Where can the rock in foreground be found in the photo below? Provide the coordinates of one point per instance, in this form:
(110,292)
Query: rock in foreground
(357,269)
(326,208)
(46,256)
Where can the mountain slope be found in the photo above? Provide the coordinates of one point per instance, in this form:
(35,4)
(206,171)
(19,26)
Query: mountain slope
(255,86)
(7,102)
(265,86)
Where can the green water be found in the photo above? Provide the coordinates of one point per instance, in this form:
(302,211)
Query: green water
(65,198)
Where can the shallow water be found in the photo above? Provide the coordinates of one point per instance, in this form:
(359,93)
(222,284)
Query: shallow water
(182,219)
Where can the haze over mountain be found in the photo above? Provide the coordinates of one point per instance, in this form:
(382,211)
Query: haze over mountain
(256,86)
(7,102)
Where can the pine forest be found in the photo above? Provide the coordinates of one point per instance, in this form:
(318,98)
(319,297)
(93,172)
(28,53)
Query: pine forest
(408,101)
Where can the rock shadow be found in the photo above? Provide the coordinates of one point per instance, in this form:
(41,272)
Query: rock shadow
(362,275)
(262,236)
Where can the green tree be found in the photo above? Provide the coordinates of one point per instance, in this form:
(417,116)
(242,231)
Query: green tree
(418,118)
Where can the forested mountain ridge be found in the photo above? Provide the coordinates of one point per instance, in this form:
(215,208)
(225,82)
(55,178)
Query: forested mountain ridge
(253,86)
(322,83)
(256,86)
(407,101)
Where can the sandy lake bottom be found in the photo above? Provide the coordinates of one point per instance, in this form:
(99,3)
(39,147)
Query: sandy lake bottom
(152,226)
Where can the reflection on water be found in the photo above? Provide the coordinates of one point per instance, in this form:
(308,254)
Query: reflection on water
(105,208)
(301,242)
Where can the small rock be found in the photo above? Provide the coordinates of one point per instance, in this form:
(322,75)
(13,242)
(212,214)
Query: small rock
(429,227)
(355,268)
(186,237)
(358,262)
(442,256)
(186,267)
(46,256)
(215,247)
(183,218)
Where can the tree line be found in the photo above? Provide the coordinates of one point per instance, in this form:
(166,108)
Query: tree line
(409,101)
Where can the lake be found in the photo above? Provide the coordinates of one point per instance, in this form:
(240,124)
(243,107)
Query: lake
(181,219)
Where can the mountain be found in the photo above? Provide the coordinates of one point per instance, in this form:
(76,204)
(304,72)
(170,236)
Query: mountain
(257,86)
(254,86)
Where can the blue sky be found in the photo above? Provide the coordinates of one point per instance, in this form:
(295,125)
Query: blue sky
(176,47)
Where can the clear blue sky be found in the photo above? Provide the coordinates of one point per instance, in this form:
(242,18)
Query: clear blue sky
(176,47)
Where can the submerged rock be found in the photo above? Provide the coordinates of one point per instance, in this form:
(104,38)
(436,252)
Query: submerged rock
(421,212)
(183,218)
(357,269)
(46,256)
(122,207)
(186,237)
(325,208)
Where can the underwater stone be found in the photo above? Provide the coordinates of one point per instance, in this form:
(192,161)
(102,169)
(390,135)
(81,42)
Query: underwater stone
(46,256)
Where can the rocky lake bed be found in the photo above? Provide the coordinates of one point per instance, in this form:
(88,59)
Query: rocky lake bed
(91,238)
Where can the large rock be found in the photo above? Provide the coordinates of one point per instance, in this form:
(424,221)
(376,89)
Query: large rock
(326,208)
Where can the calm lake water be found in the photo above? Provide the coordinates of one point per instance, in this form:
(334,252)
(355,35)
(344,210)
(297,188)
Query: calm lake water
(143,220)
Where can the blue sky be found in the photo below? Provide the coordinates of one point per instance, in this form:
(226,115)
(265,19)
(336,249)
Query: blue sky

————

* **What is expected**:
Could you copy out all of the items above word for word, leaving every line unchanged?

* **Task response**:
Where can the rock in foreground be found in the photo below? Provide the coordinates of one point per instance, in this form:
(110,292)
Query: rock in foreground
(357,269)
(326,208)
(46,256)
Where can the mountain slope be found in the photo above? Provide the coordinates of one point per instance, in this form:
(35,4)
(206,171)
(19,26)
Query: mountain slope
(255,86)
(7,102)
(265,86)
Where can the green water be found in the photo above? Provide the coordinates of one point per instance, in this form:
(302,211)
Query: green water
(65,198)
Where can the shallow water be found in the photo above? Provide the coordinates of one point per instance, in this form:
(359,93)
(222,284)
Query: shallow water
(182,219)
Where can the haze over mountain be found in the photo above? Provide the coordinates of one point per instance, in this form:
(382,211)
Query: haze over mountain
(256,86)
(7,102)
Where can the pine forest be found in the photo above? Provide the coordinates of one point per instance, in this form:
(318,98)
(319,297)
(93,172)
(28,53)
Query: pine forest
(408,101)
Where can the rock shadow be found in the photo above? Provide the coordinates of one point per instance, in this form:
(41,272)
Query: rock shadow
(362,275)
(262,236)
Where can the green tree be found in the photo above? Provide the coordinates of one point per instance, in this form:
(417,116)
(242,231)
Query: green tree
(418,118)
Where can the forested mountain ridge be found in the photo above? Provide the coordinates of one point per instance, in this form:
(215,208)
(225,82)
(55,178)
Query: forested mountain ridge
(253,86)
(322,83)
(256,86)
(407,101)
Where can the sandy lake bottom be found in the photo above? Provide the coordinates of one point per instance, in this form:
(99,3)
(39,147)
Query: sandy lake bottom
(152,226)
Where can the reflection on water be found in the photo above? Provide the coordinates of one point per instance, in this form:
(308,254)
Query: reflection on water
(105,208)
(301,242)
Where can the small rock be found in the photo above? Provide the coordinates of one point per instance, in this form:
(322,75)
(13,242)
(212,214)
Query: small rock
(429,227)
(355,268)
(186,237)
(358,262)
(442,256)
(186,267)
(46,256)
(215,247)
(183,218)
Where can the tree line be found in the photo above? Provide the coordinates of one point per instance, in this form:
(166,108)
Query: tree line
(409,101)
Where can the lake be found in the photo above? Provide the coordinates of one point per instance, in this form:
(240,124)
(243,107)
Query: lake
(181,219)
Where can the mountain be found in the photo above? Provide the coordinates of one point per instance, in this form:
(76,204)
(304,72)
(170,236)
Query: mountain
(257,86)
(254,86)
Where can the blue sky be found in the photo above? Provide the coordinates of one point per instance, in this form:
(295,125)
Query: blue sky
(176,47)
Where can the clear blue sky be found in the photo above? Provide the coordinates of one point per instance, in this form:
(242,18)
Query: clear blue sky
(176,47)
Where can the submerged rock be found in the photo above? Provide the coordinates of one point per instance, in this form:
(104,38)
(436,252)
Query: submerged rock
(421,212)
(183,218)
(357,269)
(46,256)
(122,207)
(186,237)
(325,208)
Where can the underwater stone be found in the photo above? Provide the coordinates of one point per instance, in this form:
(192,161)
(102,169)
(390,135)
(81,42)
Query: underwater stone
(46,256)
Where can the rocky lake bed be found in the photo above? Provide the coordinates of one point per instance, in this form:
(88,59)
Query: rocky lake bed
(91,238)
Where can the large rock be found in the photo above? Provide the coordinates of one point per instance, in this form:
(424,221)
(376,89)
Query: large rock
(326,208)
Where can the calm lake water be found in the photo above? Provide the coordinates of one point per instance, in this form:
(334,252)
(355,35)
(344,210)
(297,188)
Query: calm lake water
(143,220)
Where can the blue sky be found in the photo below? Provide the coordinates of one point per instance, in this form:
(226,115)
(265,19)
(336,249)
Query: blue sky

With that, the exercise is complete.